WHAT IS EXPECTED: Copy the listing again from the line containing "Q: In the image below, where" through the line containing "42 222 88 302", swapping "space-separated" for "space-delimited" and keeping all else the same. Omit the pictures from your copy.

INPUT RECORDS:
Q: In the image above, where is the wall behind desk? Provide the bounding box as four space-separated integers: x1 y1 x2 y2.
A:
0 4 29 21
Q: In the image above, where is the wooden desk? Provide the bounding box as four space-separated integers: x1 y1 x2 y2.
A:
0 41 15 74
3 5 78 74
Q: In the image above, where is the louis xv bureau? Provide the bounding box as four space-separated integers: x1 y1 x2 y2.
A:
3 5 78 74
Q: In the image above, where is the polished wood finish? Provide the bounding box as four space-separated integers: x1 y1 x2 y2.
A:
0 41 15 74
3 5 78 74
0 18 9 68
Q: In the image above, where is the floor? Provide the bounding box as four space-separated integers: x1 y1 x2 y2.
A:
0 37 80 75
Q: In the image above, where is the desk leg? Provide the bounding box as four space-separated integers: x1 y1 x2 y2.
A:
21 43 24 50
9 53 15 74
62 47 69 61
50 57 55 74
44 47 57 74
==
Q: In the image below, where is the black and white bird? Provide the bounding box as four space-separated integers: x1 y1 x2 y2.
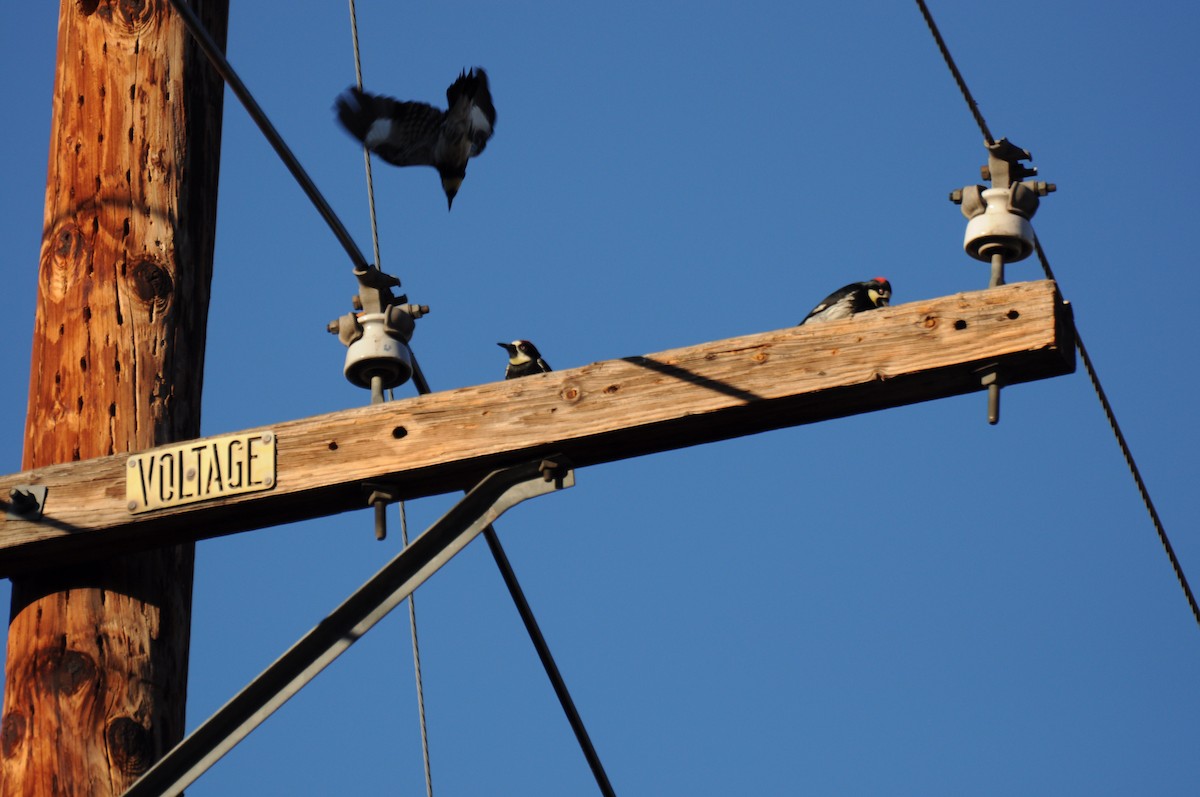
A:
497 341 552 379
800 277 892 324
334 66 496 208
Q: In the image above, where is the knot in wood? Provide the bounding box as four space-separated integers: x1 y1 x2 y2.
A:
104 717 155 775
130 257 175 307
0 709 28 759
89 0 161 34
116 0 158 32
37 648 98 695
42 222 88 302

PROBLEM SOLUTION:
Q: In the image below, where is the black and white bird? Provide the bounding box as four space-delimited integers: x1 y1 x2 y2.
A:
497 341 552 379
800 277 892 324
334 66 496 208
Q: In the image above, where is the knot in wood? Provide the bounding box as four space-delimited integers: x1 y1 x2 y2.
A:
104 717 155 775
130 257 175 307
0 709 28 759
89 0 161 34
116 0 158 32
37 648 98 695
42 222 88 302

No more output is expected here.